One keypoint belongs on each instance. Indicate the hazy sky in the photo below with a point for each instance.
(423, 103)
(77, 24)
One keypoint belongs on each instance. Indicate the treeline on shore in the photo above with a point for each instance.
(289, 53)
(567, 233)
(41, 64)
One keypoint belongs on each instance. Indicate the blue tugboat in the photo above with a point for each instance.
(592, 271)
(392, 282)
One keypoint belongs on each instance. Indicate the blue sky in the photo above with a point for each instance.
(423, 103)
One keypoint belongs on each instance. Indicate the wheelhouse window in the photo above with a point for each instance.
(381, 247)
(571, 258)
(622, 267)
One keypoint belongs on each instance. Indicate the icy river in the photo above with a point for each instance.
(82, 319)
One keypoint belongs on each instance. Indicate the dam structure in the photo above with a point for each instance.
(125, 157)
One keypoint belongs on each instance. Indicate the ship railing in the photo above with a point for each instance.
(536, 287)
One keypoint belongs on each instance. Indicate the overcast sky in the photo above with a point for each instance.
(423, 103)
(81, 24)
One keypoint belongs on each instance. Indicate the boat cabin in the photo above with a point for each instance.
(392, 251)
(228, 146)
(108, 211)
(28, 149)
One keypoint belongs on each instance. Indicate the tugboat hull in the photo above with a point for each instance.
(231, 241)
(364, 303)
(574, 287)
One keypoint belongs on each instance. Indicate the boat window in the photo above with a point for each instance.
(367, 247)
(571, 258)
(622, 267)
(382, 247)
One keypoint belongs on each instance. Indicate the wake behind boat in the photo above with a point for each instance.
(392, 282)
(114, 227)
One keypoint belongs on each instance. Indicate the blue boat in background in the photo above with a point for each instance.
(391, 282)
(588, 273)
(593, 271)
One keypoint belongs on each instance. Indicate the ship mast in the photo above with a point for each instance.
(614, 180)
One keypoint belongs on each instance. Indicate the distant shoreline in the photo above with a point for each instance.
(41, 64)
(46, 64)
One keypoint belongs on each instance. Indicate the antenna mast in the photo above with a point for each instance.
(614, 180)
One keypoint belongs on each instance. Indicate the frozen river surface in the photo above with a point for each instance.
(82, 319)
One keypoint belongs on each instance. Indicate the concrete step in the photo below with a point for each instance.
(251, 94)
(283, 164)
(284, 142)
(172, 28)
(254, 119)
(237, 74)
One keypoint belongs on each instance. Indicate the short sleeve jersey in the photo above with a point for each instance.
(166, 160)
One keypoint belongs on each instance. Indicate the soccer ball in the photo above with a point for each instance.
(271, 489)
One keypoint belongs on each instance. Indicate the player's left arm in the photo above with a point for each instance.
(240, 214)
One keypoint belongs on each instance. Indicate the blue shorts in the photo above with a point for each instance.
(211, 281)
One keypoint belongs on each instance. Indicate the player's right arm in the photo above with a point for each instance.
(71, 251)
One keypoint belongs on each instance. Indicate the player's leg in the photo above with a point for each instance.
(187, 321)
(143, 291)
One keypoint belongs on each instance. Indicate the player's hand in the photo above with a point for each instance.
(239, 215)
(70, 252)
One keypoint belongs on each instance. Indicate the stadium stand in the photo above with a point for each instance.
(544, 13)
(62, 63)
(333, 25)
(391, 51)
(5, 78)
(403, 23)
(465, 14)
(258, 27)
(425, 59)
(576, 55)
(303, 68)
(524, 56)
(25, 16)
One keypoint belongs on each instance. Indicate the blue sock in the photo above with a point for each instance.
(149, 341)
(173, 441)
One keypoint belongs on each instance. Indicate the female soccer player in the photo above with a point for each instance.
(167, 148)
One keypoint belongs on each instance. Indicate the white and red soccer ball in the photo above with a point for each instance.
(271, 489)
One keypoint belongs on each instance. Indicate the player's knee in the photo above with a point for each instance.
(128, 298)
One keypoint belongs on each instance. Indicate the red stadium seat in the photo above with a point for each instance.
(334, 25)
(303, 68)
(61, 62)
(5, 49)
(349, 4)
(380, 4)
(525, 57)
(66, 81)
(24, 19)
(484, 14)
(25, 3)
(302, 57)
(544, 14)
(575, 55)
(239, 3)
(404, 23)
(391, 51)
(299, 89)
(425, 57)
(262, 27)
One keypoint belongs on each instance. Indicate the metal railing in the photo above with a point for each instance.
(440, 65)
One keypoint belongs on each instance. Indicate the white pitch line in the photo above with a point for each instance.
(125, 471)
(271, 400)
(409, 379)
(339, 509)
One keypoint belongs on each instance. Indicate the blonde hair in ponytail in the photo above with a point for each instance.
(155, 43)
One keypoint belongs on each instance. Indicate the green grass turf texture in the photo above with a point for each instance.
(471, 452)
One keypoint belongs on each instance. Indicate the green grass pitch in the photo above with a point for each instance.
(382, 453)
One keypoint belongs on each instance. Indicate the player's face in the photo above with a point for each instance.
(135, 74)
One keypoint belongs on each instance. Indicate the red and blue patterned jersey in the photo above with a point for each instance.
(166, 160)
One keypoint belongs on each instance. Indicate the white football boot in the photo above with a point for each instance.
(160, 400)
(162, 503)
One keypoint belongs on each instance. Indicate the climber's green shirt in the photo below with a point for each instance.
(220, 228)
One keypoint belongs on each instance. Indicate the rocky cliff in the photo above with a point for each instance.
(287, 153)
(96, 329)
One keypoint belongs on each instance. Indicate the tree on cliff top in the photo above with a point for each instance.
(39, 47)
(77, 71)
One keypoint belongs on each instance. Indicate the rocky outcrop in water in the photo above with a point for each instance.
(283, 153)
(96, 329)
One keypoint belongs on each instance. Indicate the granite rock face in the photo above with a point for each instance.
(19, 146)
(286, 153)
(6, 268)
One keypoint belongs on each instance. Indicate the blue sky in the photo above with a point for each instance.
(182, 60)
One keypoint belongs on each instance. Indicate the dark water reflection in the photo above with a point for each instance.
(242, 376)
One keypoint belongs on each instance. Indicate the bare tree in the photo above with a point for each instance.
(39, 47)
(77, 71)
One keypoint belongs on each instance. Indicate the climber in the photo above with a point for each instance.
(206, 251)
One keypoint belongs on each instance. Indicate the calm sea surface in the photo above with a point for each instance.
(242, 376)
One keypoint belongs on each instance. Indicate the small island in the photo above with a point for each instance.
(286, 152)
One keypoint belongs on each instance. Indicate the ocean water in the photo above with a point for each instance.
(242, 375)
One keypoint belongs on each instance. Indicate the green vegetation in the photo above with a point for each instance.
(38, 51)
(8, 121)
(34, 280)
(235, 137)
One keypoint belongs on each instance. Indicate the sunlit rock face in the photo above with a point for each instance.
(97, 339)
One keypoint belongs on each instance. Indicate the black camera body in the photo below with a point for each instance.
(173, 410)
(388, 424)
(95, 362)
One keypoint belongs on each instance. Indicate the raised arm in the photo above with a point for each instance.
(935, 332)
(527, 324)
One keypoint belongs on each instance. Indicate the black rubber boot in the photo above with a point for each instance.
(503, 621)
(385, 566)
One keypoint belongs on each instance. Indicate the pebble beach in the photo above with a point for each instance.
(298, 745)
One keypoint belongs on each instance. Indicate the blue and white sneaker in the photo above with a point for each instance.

#### TASK
Reproduce nothing but the lines from the line containing "the rocky outcrop" to the last line of the data, each exactly as written.

#### RESULT OF THIS EXERCISE
One keypoint belongs on each instance. Indicate the rocky outcrop in water in the photo above with a point for each instance.
(283, 153)
(96, 329)
One keypoint belongs on each instance. Indicate the granite rock face in the photo above with a point for each instance.
(19, 146)
(286, 153)
(6, 268)
One keypoint belongs on each instance. Indicate the blue sky in the photo above with a point for each instance.
(182, 60)
One keypoint belongs on each instance. Indicate the dark water reflection in the photo above with a point for each instance.
(242, 376)
One keypoint belongs on each instance. Indicate the bare tree in the photo above with a point for each instance.
(39, 47)
(77, 71)
One keypoint belongs on each instance. Indicate the climber in the photo above with a point for each instance.
(206, 251)
One keypoint belongs on each instance. Indicate the calm sea surface in the photo above with a point for each instance.
(242, 376)
One keypoint belongs on each instance. Indicate the small island in the photo above with a point for each instance.
(286, 152)
One keypoint belongs on each instance. Indicate the ocean water in the photo above with a point for each instance.
(242, 375)
One keypoint belongs on each instance. Indicate the green vegetation in the photo above with a point for each instance.
(38, 51)
(8, 121)
(34, 280)
(235, 137)
One keypoint belongs on each instance. Indicate the sunlit rock face in the photo above with a point for each instance.
(97, 339)
One keypoint belongs on each instance. Indicate the black camera body in the photo below with a point for each instance.
(173, 410)
(388, 424)
(95, 362)
One keypoint belongs on each instance. Indicate the raised arm in the photo above with a point for each instance.
(935, 332)
(527, 324)
One keypoint belongs on each instance. Indicate the black rubber boot in the photo above with a point for each instance.
(503, 621)
(385, 566)
One keypoint belongs on each instance. Indicate the pebble beach in the photo above with a point for each instance.
(298, 745)
One keypoint belongs on each instance. Indicate the blue and white sneaker in the photo above with a point for each instance.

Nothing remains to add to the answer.